*WHAT IS EXPECTED*.
Your task is to retype each line of the data below exactly.

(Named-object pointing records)
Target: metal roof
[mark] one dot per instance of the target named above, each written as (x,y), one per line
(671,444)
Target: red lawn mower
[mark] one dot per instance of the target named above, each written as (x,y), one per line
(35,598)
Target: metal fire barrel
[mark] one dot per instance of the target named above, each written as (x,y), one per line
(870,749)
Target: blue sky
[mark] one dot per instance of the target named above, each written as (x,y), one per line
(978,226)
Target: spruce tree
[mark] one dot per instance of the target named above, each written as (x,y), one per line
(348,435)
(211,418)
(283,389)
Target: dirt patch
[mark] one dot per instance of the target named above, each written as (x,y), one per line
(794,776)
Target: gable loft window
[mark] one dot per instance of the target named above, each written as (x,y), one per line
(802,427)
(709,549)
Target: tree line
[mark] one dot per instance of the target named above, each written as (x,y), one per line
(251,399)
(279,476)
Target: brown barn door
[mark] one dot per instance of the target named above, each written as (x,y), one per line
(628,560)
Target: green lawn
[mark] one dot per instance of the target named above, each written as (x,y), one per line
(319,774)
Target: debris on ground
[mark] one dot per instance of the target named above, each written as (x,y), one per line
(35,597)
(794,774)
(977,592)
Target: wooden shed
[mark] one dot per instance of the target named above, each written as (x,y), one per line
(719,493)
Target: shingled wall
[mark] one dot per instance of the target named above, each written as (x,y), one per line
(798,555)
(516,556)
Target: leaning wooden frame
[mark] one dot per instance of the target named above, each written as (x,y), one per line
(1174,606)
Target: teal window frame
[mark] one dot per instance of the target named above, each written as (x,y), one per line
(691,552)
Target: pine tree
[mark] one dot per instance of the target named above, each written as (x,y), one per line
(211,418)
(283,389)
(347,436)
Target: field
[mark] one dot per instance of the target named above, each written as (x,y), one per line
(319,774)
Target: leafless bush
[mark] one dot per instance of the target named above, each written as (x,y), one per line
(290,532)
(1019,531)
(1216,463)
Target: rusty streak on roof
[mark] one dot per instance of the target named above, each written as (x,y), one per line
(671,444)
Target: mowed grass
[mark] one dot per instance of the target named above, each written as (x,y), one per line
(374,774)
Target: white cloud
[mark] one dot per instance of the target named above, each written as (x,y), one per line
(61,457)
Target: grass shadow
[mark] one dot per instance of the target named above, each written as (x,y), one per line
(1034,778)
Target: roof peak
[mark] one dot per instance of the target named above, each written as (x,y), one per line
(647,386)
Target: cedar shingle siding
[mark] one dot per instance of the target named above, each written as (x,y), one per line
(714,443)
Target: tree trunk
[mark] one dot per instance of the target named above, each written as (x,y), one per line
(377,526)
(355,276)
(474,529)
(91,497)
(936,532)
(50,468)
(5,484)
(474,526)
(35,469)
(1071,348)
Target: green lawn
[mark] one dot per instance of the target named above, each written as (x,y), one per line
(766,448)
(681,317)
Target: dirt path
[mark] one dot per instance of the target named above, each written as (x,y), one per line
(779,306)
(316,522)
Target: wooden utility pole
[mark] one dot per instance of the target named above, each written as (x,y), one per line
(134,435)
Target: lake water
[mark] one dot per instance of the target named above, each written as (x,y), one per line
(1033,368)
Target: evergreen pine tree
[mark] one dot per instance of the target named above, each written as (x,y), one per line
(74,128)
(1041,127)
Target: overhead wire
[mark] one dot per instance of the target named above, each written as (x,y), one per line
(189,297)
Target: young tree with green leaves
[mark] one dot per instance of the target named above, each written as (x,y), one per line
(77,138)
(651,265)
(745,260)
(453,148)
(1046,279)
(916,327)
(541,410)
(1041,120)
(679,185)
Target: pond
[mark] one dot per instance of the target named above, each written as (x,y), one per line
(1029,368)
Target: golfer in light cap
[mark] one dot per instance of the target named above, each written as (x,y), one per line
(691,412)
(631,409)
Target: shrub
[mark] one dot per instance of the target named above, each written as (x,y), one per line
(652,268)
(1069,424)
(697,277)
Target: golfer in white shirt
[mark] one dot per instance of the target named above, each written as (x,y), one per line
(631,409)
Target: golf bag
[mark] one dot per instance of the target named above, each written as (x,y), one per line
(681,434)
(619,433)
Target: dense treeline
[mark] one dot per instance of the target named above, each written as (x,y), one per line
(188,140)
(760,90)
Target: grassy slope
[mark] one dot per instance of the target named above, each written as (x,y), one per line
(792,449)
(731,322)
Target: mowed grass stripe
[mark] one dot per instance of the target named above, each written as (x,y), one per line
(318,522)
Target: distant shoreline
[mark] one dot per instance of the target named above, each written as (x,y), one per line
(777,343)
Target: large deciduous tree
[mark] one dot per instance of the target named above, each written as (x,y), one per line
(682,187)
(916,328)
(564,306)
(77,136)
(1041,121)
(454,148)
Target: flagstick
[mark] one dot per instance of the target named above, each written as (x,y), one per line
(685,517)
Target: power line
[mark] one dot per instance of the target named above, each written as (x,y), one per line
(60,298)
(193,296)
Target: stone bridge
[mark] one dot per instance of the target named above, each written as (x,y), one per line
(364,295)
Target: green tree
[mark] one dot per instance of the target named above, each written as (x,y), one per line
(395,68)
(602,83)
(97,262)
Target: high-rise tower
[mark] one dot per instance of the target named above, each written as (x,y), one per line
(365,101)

*TASK SOLUTION*.
Target: metal roof
[mark] one dot per instance of the target named above, each written as (x,y), one per line
(671,444)
Target: red lawn mower
[mark] one dot per instance of the target named above, each written as (x,y), one per line
(35,598)
Target: metal fire barrel
[mark] one dot per instance of the target named above, each written as (x,y), one per line
(870,749)
Target: blue sky
[mark] one dot per instance of the target named above, each written as (x,y), one per line
(978,226)
Target: spruce tree
[mark] one dot per instance of the target named above, each written as (x,y), one per line
(348,435)
(211,418)
(283,389)
Target: dirt patch
[mark] one dot per instance of the target named above, each written as (x,y), one per line
(794,776)
Target: gable loft window
[mark] one dot per instance of the target named above, each written as (x,y), one per line
(802,427)
(709,549)
Target: tree line
[mark] one dot per instance of the target named above, each written as (x,y), one per line
(251,399)
(279,476)
Target: brown barn door
[mark] one dot per instance of the target named above, each written as (x,y), one per line
(628,560)
Target: green lawn
[mark] one dot per instance of the target named above, each written as (x,y), one per line
(319,774)
Target: debris on ground
[mark] one dot per instance of the target named above, each written as (x,y), one per line
(35,597)
(794,774)
(977,592)
Target: wooden shed
[mark] one dot per instance of the target named above, each written as (x,y), one per line
(719,493)
Target: shingled wall
[mark] one dot per instance of the target named above, each written as (x,y), one per line
(798,555)
(516,556)
Target: leaning wooden frame
[mark] one dot per instance of the target named above, each written as (x,y), one per line
(1174,606)
Target: teal window frame
[mark] one dot per instance of the target named above, each written as (x,y), one per line
(691,552)
Target: pine tree
[mark] one dot per instance of the target named above, each written as (x,y), one per line
(211,418)
(283,389)
(347,436)
Target: field
[mark] one dot per instance of the target named above, each written as (x,y), one per line
(319,774)
Target: leafless bush
[mark] one dot per instance of the target named above, each written as (x,y), one per line
(290,532)
(1019,531)
(1216,463)
Target: rusty streak on roof
[mark] one dot per instance of the target named above, each written as (x,y), one per line
(671,444)
Target: mowed grass
[mark] one dot per instance of the target named above, each written as (x,y), one per line
(374,774)
Target: white cloud
[mark] one dot per instance of the target named above, each written as (x,y), one per line
(61,457)
Target: grass shadow
[mark] one dot per instance of the target named above, each written as (x,y), one per line
(1034,778)
Target: roof peak
[mark] one dot per instance of the target named above, each written as (x,y), one per line
(647,386)
Target: cedar shingle siding
[mark] one dot per instance of the target named above, each written as (x,y), one per line
(714,443)
Target: tree trunk
[mark] one dot per instance of the target named above, each written as (x,y), one per line
(377,526)
(355,276)
(474,529)
(91,497)
(936,532)
(50,468)
(5,484)
(474,526)
(35,469)
(1071,348)
Target: green lawn
[mark] one dot per instance of the target named above, each written as (x,y), one per line
(766,448)
(681,317)
Target: dirt path
[mark] one dot per instance of the target named above, each written as (x,y), one per line
(779,306)
(316,522)
Target: wooden utility pole
[mark] one dot per instance of the target named above, each written as (x,y), one per line
(134,435)
Target: lake water
[mark] one dot per instance of the target named above, each written as (x,y), one per line
(1033,368)
Target: evergreen pine tree
[mark] one dot per instance of the target named above, each written as (x,y), one per line
(74,128)
(1041,127)
Target: overhead wire
[mark] one dot per instance of the target named above, each written as (x,y), one per line
(189,297)
Target: young tree with green leaves
[mark] one dot per instance of the target named above, each written as (x,y), one per line
(77,138)
(651,265)
(745,260)
(453,148)
(1046,279)
(916,327)
(541,410)
(1041,120)
(679,185)
Target: pond
[mark] one dot per instance of the target named above, each written as (x,y), one per line
(1029,368)
Target: golfer in light cap
[mark] one dot per instance of the target named above, each written as (x,y), one per line
(691,412)
(631,409)
Target: shrub
[mark] one dot per instance of the target named above, each written as (x,y), one per line
(652,268)
(1069,424)
(697,277)
Target: golfer in white shirt
[mark] one dot per instance of the target named above, each written as (x,y), one per line
(631,409)
Target: golf bag
[mark] one dot per instance of the target named above, each written as (x,y), one per line
(681,434)
(619,433)
Target: dense treeline
[mark] one dot per instance of the target named above, each written as (x,y), one per line
(188,140)
(760,90)
Target: grassy slope
[mark] one dot per instance of the target named above, each written as (x,y), one per line
(792,449)
(731,322)
Target: mowed grass stripe
[mark] one dot per instance of the target named above, each written as (x,y), one per line
(318,522)
Target: distant shoreline
[mark] one dot per instance of the target named above, each written as (x,y), one per line
(777,343)
Target: large deciduous tree
[mark] one dot per instance of the target named above, each written as (x,y), one per line
(682,187)
(916,328)
(564,306)
(77,136)
(1041,121)
(454,148)
Target: flagstick
[mark] one dot per instance of the target named above, each written as (x,y), one per line
(685,517)
Target: power line
[mark] one dot per instance of the target named above, each written as (x,y), one per line
(60,298)
(193,296)
Target: stone bridge
[mark] one dot per instance of the target named above, each written as (x,y), one per line
(364,295)
Target: green tree
[mark] one dot per instance of the target named above, each written as (x,y), one per line
(395,68)
(602,83)
(97,262)
Target: high-rise tower
[mark] one dot per instance of the target named above, each written as (x,y), one per line
(365,101)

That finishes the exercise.